== 选定文本

Spark ML包中的幾種歸一化方法總結

org.apache.spark.ml.feature包中包含了4種不同的歸一化方法:

  • Normalizer
  • StandardScaler
  • MinMaxScaler
  • MaxAbsScaler

有時感覺會容易混淆,藉助官方文檔和實際數據的變換,在這裏做一次總結。

原文地址:http://www.neilron.xyz/spark-ml-feature-scaler/

0 數據準備

import org.apache.spark.ml.linalg.Vectors

val dataFrame = spark.createDataFrame(Seq(
  (0, Vectors.dense(1.0, 0.5, -1.0)),
  (1, Vectors.dense(2.0, 1.0, 1.0)),
  (2, Vectors.dense(4.0, 10.0, 2.0))
)).toDF("id", "features")

dataFrame.show

// 原始數據
+---+--------------+
| id|      features|
+---+--------------+
|  0|[1.0,0.5,-1.0]|
|  1| [2.0,1.0,1.0]|
|  2|[4.0,10.0,2.0]|
+---+--------------+

1 Normalizer

Normalizer的作用範圍是每一行,使每一個行向量的範數變換爲一個單位範數,下面的示例代碼都來自spark官方文檔加上少量改寫和註釋。

====

_任务 1_
在选定文本中,Normalizer的作用范围是什么?
_任务 2_
请列出选定文本中org.apache.spark.ml.feature包所含的全部归一化方法。

== 提供的数据

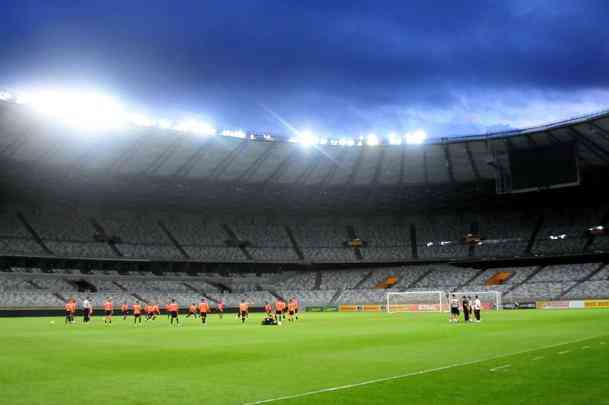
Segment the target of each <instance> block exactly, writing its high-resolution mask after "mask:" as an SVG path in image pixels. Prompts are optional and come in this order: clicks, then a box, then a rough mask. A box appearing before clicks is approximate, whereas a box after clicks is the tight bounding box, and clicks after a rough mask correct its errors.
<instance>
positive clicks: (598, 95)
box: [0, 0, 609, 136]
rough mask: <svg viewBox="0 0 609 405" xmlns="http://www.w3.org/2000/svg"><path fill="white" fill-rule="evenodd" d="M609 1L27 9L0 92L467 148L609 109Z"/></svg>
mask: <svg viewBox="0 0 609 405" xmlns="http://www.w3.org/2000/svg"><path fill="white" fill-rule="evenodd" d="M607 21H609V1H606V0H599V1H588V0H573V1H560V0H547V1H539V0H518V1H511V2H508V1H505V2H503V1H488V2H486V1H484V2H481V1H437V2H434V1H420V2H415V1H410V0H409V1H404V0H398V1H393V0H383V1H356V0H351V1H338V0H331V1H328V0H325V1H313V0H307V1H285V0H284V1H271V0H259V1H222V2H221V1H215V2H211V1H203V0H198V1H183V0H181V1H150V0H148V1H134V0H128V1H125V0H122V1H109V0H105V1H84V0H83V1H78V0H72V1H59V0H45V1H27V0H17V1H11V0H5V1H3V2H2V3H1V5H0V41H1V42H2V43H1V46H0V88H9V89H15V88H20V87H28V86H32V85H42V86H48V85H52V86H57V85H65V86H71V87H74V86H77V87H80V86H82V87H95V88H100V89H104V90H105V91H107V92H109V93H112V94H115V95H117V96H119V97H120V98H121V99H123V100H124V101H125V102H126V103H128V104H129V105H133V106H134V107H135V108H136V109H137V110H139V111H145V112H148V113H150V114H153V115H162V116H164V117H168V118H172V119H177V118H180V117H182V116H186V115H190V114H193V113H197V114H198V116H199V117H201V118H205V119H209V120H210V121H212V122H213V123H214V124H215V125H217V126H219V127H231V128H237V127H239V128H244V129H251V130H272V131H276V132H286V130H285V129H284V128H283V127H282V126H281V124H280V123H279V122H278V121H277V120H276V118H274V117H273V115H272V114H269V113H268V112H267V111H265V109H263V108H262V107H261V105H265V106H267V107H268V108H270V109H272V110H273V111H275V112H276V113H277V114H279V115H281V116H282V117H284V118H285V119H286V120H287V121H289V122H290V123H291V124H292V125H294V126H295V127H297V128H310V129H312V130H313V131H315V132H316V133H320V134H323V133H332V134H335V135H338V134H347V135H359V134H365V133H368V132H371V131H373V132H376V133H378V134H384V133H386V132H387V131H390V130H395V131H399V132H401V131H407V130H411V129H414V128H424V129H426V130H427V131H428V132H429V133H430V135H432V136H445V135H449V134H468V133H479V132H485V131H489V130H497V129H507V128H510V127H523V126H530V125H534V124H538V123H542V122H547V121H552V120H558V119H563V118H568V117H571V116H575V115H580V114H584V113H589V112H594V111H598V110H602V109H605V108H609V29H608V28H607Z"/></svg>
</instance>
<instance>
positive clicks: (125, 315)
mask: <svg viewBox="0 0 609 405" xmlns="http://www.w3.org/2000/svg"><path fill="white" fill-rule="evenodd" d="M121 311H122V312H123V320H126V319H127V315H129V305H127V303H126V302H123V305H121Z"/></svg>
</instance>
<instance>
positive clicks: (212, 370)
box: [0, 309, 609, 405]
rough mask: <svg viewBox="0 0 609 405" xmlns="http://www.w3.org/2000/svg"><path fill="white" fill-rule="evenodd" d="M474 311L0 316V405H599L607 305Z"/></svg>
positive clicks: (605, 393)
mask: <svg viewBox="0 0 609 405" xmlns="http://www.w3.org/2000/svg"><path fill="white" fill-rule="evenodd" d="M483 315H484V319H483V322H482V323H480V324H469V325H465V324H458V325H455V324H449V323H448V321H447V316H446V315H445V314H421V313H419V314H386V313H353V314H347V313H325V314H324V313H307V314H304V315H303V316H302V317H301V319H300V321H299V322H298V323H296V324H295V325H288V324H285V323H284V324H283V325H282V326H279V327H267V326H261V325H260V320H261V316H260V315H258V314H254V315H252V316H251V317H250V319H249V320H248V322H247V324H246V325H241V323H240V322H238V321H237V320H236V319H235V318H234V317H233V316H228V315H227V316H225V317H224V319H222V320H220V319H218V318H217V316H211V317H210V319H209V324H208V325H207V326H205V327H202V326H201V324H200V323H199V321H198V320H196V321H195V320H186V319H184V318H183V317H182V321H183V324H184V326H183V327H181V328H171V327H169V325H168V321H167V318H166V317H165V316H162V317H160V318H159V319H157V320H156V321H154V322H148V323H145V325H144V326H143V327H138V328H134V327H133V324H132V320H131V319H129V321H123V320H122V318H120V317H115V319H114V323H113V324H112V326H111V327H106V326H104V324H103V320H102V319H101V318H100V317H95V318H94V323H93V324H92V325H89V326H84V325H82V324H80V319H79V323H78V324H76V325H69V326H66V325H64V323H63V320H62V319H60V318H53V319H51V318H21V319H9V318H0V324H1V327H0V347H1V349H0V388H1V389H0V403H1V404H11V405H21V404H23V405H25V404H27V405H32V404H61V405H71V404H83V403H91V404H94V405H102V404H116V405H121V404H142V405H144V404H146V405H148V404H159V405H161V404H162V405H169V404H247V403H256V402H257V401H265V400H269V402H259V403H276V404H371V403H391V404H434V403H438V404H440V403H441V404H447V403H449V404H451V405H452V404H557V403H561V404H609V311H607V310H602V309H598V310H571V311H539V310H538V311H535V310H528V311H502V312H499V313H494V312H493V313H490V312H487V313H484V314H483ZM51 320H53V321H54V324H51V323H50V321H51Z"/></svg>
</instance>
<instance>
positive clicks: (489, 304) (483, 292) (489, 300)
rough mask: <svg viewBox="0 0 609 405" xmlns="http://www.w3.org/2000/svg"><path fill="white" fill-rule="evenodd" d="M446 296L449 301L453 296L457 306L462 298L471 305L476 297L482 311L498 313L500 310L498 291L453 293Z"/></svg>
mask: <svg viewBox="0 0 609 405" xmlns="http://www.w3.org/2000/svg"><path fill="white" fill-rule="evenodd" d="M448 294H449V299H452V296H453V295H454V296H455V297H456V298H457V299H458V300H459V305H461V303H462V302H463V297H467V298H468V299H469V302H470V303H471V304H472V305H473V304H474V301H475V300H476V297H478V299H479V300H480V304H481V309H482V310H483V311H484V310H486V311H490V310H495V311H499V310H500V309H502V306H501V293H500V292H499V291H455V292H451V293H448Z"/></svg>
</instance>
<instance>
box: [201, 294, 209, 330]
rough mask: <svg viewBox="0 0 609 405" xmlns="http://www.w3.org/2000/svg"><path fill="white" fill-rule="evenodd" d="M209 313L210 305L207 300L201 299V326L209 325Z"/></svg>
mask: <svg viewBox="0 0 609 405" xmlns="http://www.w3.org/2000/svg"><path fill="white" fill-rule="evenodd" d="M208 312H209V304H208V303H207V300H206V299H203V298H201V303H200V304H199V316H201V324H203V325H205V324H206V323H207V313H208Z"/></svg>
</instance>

====

_书面回答 1_
Normalizer的作用范围是每一行。

_书面回答 2_
Normalizer、StandardScaler、MinMaxScaler、MaxAbsScaler